(STATED EXERCISE) Using the entries below, return word for word the lines from the one containing "of the stone" up to and including the last.

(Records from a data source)
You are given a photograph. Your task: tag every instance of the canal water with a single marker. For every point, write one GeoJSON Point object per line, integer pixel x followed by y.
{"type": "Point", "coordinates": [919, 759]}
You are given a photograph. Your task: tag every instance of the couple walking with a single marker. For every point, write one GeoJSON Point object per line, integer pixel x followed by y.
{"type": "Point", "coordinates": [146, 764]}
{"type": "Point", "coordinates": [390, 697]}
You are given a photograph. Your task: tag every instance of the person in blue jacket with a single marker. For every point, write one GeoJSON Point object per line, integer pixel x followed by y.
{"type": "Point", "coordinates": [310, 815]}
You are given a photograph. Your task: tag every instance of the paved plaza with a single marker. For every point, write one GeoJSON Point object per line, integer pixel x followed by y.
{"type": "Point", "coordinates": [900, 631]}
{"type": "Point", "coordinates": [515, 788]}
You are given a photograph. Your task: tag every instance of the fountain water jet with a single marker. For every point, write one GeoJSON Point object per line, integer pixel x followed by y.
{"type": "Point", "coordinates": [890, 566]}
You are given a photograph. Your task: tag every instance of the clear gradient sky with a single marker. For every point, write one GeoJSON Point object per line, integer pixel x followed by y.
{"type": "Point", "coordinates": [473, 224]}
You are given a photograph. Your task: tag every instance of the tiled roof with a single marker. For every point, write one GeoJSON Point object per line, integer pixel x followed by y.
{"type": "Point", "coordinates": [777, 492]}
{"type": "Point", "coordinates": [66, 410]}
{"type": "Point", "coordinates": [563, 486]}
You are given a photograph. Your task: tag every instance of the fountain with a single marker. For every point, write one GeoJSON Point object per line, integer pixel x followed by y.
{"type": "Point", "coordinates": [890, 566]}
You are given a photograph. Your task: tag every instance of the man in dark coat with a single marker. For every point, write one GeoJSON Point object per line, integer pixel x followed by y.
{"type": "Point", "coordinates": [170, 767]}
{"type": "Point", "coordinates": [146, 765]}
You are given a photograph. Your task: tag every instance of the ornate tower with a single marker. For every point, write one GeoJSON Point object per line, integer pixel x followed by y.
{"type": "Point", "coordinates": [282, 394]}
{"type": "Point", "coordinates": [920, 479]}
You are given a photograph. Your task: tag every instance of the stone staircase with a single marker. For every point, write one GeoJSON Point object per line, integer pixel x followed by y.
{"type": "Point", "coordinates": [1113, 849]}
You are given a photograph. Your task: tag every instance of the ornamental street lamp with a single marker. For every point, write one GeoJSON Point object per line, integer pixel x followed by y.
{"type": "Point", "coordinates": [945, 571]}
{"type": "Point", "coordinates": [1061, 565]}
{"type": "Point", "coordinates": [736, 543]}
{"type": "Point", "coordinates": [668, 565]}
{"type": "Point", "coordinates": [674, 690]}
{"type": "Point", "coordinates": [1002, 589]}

(EXERCISE RESULT)
You are given a photograph. Your task: tag every instance of the stone staircase with a single marker. For every point, write one GeoJSON Point object per line, integer pixel x followed by y.
{"type": "Point", "coordinates": [1113, 849]}
You are given a photograph. Your task: tag every instance of the ornamental street lamp with a single marker. For every point, write one GeoJSON Point object per line, integer pixel x followed by y.
{"type": "Point", "coordinates": [945, 571]}
{"type": "Point", "coordinates": [1061, 565]}
{"type": "Point", "coordinates": [736, 543]}
{"type": "Point", "coordinates": [668, 565]}
{"type": "Point", "coordinates": [674, 690]}
{"type": "Point", "coordinates": [1002, 589]}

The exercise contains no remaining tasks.